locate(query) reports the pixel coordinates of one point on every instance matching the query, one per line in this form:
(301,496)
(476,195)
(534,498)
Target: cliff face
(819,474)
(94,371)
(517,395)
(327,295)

======

● WHAT THE TASK REQUIRES:
All records above must be set down exactly, please.

● EXERCISE RESULT:
locate(query) reports the pixel coordinates of one point on every instance matching the query, one per line in this form:
(301,496)
(476,195)
(534,498)
Target: cliff face
(819,474)
(94,371)
(517,395)
(327,295)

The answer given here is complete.